EXERCISE BRIEF:
Please rewrite all the records below, changing "spot" to "locate" and leaving everything else as it is.
=-=-=
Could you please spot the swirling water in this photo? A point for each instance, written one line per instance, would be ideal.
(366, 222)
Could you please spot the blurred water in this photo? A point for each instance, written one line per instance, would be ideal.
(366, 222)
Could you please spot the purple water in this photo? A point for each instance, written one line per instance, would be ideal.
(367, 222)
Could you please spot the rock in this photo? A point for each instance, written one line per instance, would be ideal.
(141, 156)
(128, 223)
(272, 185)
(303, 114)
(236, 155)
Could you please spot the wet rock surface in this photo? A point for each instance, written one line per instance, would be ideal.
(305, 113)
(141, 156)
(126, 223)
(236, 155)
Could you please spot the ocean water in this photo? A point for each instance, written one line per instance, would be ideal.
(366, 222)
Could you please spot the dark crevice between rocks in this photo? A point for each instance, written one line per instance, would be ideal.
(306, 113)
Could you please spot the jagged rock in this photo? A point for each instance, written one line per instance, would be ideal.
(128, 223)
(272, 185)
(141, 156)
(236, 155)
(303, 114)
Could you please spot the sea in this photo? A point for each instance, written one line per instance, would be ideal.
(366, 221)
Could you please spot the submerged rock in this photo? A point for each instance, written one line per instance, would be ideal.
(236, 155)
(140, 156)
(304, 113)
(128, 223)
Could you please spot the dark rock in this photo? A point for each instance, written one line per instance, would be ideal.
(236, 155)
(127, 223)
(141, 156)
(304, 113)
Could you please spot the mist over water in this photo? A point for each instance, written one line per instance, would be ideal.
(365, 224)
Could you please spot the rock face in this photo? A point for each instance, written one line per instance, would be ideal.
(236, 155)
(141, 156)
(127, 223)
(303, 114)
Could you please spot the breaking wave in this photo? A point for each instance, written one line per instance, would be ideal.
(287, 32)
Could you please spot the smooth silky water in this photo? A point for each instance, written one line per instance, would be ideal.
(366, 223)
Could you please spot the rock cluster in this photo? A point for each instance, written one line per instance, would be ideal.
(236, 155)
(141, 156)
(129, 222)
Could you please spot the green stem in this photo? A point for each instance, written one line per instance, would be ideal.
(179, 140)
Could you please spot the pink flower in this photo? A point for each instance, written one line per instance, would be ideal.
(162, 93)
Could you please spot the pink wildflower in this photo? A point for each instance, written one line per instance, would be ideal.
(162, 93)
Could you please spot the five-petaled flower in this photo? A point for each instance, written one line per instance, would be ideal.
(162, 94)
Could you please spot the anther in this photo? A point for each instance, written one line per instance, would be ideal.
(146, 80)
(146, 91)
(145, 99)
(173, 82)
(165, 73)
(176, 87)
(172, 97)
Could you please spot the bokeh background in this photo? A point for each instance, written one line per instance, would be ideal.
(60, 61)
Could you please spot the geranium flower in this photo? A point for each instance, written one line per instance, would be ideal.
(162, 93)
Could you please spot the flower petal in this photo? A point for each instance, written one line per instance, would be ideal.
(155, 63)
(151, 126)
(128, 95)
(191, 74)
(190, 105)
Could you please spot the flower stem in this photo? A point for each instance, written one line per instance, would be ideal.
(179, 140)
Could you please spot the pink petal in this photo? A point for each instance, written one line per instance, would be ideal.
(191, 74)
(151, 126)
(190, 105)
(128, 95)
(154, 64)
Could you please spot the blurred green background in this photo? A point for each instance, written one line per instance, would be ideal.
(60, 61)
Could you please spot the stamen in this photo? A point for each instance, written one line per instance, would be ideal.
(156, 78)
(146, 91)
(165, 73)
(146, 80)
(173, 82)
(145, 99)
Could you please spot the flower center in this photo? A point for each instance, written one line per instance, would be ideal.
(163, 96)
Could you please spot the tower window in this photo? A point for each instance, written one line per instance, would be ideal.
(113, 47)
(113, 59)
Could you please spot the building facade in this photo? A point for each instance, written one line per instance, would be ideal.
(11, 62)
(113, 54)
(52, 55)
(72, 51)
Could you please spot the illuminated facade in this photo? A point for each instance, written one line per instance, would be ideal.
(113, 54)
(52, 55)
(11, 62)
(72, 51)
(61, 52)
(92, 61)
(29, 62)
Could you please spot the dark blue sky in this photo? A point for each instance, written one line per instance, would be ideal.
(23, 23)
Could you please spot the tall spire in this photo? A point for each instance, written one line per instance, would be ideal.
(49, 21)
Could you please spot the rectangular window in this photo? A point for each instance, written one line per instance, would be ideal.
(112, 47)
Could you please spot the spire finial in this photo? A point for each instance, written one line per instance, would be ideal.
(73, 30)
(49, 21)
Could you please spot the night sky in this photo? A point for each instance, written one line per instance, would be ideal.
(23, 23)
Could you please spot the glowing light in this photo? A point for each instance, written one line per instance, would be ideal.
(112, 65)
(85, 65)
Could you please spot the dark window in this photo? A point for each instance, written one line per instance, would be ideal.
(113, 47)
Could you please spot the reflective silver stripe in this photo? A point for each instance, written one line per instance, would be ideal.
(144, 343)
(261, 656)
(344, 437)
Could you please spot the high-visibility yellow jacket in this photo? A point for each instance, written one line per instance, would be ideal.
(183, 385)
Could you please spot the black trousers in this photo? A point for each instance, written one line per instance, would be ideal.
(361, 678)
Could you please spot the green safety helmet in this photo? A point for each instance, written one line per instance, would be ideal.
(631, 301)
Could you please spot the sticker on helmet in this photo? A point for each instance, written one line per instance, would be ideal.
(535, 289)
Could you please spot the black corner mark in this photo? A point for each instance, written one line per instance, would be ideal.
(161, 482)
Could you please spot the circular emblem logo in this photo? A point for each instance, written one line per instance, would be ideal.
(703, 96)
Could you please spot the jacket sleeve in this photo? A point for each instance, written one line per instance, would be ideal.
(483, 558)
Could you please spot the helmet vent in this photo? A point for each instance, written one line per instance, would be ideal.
=-=-=
REPLY TO THE TASK:
Could you please locate the swirling water in this photo? A point for each instance, written one line per instance, would be ideal.
(366, 222)
Could you please locate the blurred water in this photo? A point for each instance, written one line per instance, would be ideal.
(366, 222)
Could you please locate the purple water in this photo? A point for each instance, written one line per instance, would be ideal.
(367, 222)
Could you please locate the rock in this photo? A point for each instance, written one line per instance, would be ideal.
(141, 156)
(128, 223)
(272, 185)
(303, 114)
(236, 155)
Could you please locate the wet rock surface in this photo? A point for each instance, written one line per instance, would be ideal.
(305, 113)
(141, 156)
(126, 223)
(236, 155)
Could you please locate the ocean water in this photo? A point for each instance, written one line per instance, would be ideal.
(366, 222)
Could you please locate the dark crevice between rocks in this photo? A point for each instance, written one line per instance, would be ideal.
(306, 113)
Could you please locate the jagged rock in this photo? A point for each instance, written one line per instance, would be ideal.
(128, 223)
(272, 185)
(141, 156)
(236, 155)
(303, 114)
Could you please locate the sea in this photo? A point for each instance, written one line per instance, would be ideal.
(366, 221)
Could you please locate the submerged rock in this photo? A point for each instance, written one line per instance, would be ideal.
(236, 155)
(140, 156)
(304, 113)
(128, 223)
Could you please locate the dark rock in this photo? A point for each instance, written one line per instance, would be ideal.
(236, 155)
(127, 223)
(141, 156)
(304, 113)
Could you please locate the mist over water in this photo? A point for each instance, written one line per instance, would be ideal.
(365, 224)
Could you please locate the rock face in this photo? A point for each instance, written one line per instance, would be ideal.
(236, 155)
(141, 156)
(127, 223)
(303, 114)
Could you please locate the breaking wave in this photo? A point for each instance, written one line per instance, would be ideal.
(287, 32)
Could you please locate the smooth silky water in this photo? A point for each instance, written one line per instance, would be ideal.
(366, 223)
Could you please locate the rock cluster in this photo? A point for each instance, written one line per instance, would be ideal.
(236, 155)
(141, 156)
(129, 222)
Could you please locate the green stem in this photo? A point for each instance, written one line per instance, would be ideal.
(179, 140)
Could you please locate the pink flower in this photo? A point for each instance, written one line per instance, would be ideal.
(162, 93)
Could you please locate the pink wildflower in this photo? A point for each instance, written one line per instance, would be ideal.
(162, 93)
Could you please locate the five-petaled flower in this photo? A point for each instance, written one line per instance, would be ideal.
(162, 94)
Could you please locate the anther in this photo? A point for each instance, written one line per instance, would be ideal.
(146, 80)
(146, 91)
(145, 99)
(173, 82)
(165, 73)
(176, 87)
(172, 97)
Could you please locate the bokeh background in this photo? A point for each instance, written one line per instance, would be ideal.
(60, 61)
Could you please locate the geranium flower in this photo? A point for each instance, written one line per instance, would be ideal.
(162, 93)
Could you please locate the flower petal in this photo? A point for each instance, written one line per instance, would be ideal.
(155, 63)
(151, 126)
(128, 95)
(191, 74)
(190, 105)
Could you please locate the flower stem in this photo? A point for each instance, written one line per instance, would be ideal.
(179, 140)
Could you please locate the pink petal in this photo? A point for each instance, written one line per instance, would be ideal.
(191, 74)
(151, 126)
(190, 105)
(128, 95)
(154, 64)
Could you please locate the blurred green background in this photo? A point for each instance, written one line per instance, would be ideal.
(60, 61)
Could you please locate the stamen in this photo? A point for each instance, written one line per instance, would be ideal.
(156, 78)
(146, 91)
(165, 73)
(146, 80)
(173, 82)
(145, 99)
Could you please locate the flower center in this photo? A point for each instance, written one line per instance, would be ideal.
(163, 96)
Could you please locate the tower window in this photo? A point for each instance, written one line per instance, would be ideal.
(113, 47)
(113, 59)
Could you please locate the building facade in this photo? A point for each instance, written one line per instance, would be ideal.
(11, 62)
(113, 54)
(52, 55)
(72, 51)
Could you please locate the illuminated facade in this photo? A point for each instance, written one line per instance, would be ideal.
(113, 54)
(52, 55)
(11, 62)
(72, 51)
(61, 52)
(92, 61)
(29, 62)
Could you please locate the dark blue sky in this photo? A point for each instance, written one line per instance, would be ideal.
(23, 23)
Could you please locate the tall spire in this photo? A point for each instance, written one line per instance, would be ideal.
(49, 21)
Could you please locate the rectangular window in this photo? A point for each instance, written one line per instance, would be ideal.
(112, 47)
Could you please locate the spire finial in this photo? A point for each instance, written one line per instance, would be ideal.
(73, 30)
(49, 21)
Could you please locate the night sky in this photo? A point for each instance, written one line per instance, would be ideal.
(23, 23)
Could you please locate the glowing light in this photo? A point for each instance, written one line per instance, would be ideal.
(112, 65)
(85, 65)
Could you please locate the dark window in this photo? A point for each instance, written one line per instance, would be ideal.
(113, 47)
Could you please locate the reflective silver stripe in this photo? A point for each instance, written one line per instance, would be ideal.
(144, 343)
(261, 656)
(344, 437)
Could you please locate the high-visibility yellow jacket in this photo? A point for each instance, written one line per instance, would be ideal.
(183, 385)
Could you please locate the black trousers in this photo? A point for each instance, written one line per instance, would be ideal.
(361, 678)
Could you please locate the green safety helmet in this photo? A point for each instance, written one line per instance, would be ideal.
(631, 301)
Could you please locate the sticker on helmet in this photo? A point for each instance, written one line per instance, would be ideal.
(535, 289)
Could you please locate the black corner mark in this photo? A point for each instance, written one line per instance, would be ideal.
(161, 482)
Could you please locate the circular emblem logo in this photo? A point for each instance, written one line per instance, would be ideal.
(703, 96)
Could you please locate the jacket sleeve in this photo? A point for each instance, written one line per instance, would be ideal.
(483, 558)
Could you please locate the helmet vent in this photo? A point for each instance, written one line per instance, would be ideal.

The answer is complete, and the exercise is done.